Goal of the exercise:
Copy each line of the data exactly. Leave nothing out.

Stored data entries:
Start of Block

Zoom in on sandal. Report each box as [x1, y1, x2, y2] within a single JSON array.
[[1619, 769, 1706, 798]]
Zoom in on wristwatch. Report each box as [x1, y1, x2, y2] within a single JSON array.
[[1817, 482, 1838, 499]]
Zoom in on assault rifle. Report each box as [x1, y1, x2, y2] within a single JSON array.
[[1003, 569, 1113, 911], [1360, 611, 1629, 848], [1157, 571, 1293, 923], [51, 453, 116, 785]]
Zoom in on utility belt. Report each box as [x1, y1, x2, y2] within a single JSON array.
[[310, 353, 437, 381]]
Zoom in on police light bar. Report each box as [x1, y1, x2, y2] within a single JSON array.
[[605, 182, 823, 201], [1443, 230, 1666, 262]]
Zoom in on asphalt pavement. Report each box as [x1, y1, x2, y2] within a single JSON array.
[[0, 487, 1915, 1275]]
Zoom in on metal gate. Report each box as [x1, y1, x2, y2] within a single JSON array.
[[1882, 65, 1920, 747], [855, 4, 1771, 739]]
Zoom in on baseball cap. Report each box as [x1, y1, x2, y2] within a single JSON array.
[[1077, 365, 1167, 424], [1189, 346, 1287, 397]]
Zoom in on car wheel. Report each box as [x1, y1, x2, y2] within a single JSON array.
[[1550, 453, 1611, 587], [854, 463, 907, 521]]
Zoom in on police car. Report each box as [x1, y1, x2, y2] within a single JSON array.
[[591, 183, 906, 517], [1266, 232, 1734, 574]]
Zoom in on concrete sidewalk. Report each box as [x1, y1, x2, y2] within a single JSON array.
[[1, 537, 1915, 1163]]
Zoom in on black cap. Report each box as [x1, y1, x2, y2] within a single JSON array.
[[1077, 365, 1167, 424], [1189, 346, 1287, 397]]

End of Block

Written solution:
Zoom in on sandal. Report each box as [x1, y1, x2, y2] within a single JSON array.
[[1619, 769, 1706, 798]]
Zoom in on wristwatch. Report each box as [x1, y1, x2, y2] within a single JSON array.
[[1817, 482, 1838, 499]]
Zoom in on assault rifle. Report each box as [x1, y1, x2, y2] within a single JSON array.
[[1003, 569, 1113, 911], [1360, 611, 1629, 848], [1157, 571, 1293, 923], [51, 453, 116, 785]]
Zoom in on utility belt. Report each box as [x1, y1, x2, y2] within a single JSON array.
[[310, 353, 437, 381]]
Zoom in on police light bar. Report each box as [x1, y1, x2, y2] within a single JSON array.
[[605, 182, 823, 201], [1443, 230, 1666, 262]]
Zoom in on asphalt pavement. Report each box as [x1, y1, x2, y2] within a single JSON array.
[[0, 487, 1915, 1275]]
Zoom in on metal gate. Report each box as [x1, y1, x2, y2] within a single JSON array.
[[1882, 65, 1920, 747], [855, 4, 1771, 739]]
Zoom in on baseball cap. Report each box as [x1, y1, x2, y2] within a single JSON array.
[[1077, 365, 1167, 424], [1189, 346, 1287, 397]]
Zoom in on car wheel. Report each box as [x1, y1, x2, y2] within a single JSON array.
[[1550, 453, 1611, 587], [854, 463, 907, 521]]
Zoom in on police car. Report each box as [x1, y1, x2, y2] within a single JSON array.
[[591, 183, 906, 517], [1266, 232, 1734, 574]]
Zoom in on concrete sidewalk. Report each box as [x1, y1, x2, y2] within a single JSON array.
[[1, 537, 1915, 1163]]
Zoom in on black cap. Report each box as [x1, y1, x2, y2] within a single JSON array.
[[1077, 365, 1167, 424], [1189, 346, 1287, 397]]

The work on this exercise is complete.